GIVEN DATA:
=====

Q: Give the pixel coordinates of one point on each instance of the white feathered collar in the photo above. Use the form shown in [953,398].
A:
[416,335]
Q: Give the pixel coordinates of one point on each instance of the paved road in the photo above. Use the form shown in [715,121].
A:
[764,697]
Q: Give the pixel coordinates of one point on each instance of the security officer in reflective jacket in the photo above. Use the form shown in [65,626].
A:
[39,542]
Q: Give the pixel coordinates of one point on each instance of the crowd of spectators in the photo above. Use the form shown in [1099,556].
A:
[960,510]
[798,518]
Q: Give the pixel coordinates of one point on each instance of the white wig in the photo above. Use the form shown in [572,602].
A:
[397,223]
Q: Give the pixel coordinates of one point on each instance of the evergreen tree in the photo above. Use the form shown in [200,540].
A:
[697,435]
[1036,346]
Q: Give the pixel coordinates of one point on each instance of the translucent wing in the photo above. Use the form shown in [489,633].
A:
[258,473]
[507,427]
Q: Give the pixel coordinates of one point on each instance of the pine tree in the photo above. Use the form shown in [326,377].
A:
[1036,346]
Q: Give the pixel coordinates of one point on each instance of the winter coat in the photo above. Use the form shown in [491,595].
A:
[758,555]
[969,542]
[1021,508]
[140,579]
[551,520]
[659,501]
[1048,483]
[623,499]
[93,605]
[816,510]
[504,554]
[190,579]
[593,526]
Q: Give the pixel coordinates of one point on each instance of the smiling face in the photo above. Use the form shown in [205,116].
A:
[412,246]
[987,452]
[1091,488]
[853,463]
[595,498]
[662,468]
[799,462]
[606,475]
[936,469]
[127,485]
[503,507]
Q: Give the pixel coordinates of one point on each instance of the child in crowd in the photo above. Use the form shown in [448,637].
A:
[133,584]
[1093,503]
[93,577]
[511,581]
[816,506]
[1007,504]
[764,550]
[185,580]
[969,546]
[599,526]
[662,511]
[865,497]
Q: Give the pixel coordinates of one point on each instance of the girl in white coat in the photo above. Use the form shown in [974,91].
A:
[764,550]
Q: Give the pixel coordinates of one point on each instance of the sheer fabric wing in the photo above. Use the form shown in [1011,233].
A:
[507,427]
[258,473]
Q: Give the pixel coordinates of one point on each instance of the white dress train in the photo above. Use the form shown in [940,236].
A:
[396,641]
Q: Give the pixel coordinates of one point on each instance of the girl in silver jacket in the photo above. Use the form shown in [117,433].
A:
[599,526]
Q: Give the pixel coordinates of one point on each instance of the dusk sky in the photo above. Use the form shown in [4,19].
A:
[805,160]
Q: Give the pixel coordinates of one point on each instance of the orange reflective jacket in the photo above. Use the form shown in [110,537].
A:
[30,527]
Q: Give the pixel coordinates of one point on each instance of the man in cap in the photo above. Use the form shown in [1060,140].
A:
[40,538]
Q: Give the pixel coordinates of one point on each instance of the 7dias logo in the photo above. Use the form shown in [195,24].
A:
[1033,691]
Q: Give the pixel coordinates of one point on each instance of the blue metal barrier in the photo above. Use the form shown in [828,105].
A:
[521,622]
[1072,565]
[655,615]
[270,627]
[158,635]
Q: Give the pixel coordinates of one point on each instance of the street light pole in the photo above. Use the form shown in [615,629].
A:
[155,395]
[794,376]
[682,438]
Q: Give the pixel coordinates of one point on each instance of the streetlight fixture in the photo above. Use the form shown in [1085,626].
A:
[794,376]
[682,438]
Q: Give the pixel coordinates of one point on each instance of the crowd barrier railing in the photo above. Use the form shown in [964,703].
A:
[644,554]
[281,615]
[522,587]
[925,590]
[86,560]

=====

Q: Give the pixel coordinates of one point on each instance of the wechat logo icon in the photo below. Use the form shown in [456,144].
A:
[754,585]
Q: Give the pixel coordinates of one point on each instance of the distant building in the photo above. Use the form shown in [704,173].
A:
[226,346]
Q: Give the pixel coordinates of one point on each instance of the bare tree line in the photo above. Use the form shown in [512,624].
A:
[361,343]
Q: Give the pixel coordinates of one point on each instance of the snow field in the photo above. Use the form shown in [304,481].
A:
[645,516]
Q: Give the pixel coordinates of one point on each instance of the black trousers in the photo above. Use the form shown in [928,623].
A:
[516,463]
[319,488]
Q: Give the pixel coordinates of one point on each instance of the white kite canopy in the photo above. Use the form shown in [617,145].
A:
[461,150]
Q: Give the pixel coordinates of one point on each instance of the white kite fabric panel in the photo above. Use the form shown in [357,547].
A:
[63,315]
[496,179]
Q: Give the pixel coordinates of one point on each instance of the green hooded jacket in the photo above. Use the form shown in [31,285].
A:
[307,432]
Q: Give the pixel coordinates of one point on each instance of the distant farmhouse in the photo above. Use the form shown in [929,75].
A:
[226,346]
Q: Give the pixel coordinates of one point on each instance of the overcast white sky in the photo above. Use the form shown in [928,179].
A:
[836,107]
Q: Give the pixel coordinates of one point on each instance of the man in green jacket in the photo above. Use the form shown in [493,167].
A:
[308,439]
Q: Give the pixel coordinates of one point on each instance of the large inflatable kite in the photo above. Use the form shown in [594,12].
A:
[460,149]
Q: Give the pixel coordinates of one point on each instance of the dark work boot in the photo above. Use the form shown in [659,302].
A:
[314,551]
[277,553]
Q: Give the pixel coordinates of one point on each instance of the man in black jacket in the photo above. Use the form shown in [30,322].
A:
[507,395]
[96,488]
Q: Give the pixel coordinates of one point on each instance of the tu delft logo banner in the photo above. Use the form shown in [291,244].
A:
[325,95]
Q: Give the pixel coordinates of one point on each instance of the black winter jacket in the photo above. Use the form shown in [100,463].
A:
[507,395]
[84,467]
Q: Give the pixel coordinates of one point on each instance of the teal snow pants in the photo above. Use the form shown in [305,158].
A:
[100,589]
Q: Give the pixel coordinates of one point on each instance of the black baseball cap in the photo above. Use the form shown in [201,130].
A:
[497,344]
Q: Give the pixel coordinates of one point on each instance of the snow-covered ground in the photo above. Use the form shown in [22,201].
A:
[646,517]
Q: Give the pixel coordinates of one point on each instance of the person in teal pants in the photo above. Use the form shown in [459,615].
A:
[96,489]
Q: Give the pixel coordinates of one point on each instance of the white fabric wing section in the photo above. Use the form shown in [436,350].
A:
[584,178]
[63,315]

=====

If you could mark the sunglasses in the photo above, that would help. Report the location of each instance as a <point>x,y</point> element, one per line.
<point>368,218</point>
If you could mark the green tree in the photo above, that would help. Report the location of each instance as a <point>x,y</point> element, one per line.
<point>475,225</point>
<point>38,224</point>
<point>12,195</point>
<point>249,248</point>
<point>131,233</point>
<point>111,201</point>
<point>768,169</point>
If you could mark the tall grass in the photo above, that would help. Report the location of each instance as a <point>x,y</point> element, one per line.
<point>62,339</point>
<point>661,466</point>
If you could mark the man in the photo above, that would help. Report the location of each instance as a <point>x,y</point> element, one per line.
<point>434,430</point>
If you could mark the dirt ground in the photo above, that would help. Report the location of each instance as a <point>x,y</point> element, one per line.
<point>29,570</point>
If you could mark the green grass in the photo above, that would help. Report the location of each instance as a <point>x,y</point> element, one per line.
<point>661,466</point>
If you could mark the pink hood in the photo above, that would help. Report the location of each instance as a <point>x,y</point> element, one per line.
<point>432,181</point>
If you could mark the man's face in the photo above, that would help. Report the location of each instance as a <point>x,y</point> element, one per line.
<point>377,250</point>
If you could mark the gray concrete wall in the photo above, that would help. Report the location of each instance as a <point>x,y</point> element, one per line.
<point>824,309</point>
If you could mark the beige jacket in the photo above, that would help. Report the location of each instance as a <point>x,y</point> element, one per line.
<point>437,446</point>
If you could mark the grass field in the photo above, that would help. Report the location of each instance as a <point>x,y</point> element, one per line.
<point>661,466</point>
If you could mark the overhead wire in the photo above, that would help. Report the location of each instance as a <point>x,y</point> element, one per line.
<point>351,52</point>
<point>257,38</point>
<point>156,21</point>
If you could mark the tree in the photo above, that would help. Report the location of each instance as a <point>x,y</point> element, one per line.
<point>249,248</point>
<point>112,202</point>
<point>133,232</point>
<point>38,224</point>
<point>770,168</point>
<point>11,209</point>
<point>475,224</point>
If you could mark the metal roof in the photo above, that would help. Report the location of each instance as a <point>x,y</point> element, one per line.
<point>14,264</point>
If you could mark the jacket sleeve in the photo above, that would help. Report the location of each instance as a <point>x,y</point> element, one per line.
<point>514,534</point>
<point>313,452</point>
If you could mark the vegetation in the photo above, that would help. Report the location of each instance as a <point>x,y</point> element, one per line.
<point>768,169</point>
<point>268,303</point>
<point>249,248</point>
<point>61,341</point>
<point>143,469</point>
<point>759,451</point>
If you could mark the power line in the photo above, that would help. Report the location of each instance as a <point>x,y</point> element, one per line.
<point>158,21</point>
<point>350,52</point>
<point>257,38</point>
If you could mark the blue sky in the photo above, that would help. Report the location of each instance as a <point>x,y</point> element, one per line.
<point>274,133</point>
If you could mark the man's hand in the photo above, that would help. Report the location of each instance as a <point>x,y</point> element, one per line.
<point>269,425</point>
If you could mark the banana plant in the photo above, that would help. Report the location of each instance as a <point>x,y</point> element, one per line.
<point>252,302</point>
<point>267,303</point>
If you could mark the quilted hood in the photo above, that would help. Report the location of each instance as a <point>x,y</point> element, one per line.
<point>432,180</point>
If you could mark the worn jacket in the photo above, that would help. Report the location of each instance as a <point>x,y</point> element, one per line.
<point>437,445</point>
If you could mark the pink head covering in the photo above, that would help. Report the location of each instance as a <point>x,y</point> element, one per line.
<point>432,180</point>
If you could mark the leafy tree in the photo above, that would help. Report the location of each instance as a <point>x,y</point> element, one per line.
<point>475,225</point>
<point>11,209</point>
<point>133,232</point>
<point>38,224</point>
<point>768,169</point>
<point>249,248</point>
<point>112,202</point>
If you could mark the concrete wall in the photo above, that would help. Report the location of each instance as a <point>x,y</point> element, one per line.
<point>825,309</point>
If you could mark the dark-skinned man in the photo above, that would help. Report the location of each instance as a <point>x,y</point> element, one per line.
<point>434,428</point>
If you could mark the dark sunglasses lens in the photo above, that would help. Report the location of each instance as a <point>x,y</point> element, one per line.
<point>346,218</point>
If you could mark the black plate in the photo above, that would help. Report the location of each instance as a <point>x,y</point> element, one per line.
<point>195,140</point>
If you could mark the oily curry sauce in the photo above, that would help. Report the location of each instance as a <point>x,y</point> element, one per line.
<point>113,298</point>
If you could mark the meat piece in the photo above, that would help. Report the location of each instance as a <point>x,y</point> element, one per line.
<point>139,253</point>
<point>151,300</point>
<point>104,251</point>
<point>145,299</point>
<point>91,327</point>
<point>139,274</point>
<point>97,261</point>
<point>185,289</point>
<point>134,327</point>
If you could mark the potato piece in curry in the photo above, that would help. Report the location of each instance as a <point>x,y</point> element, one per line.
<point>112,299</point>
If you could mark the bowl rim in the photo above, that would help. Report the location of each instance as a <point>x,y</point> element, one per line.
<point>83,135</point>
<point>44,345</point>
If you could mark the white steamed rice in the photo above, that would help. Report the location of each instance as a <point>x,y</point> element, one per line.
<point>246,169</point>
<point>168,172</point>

=====

TASK OBJECTIVE: Pick out each line of the data above that contains the word "face" and copy those lines in full.

RIGHT ANSWER:
Q: Give the pixel coordinates of one point on each instance of the smiling face in the photo above. Use the form shown in [205,116].
If you could mark the man's face in the photo above, that would help. Report the location of each instance as a <point>x,y</point> element, one per line.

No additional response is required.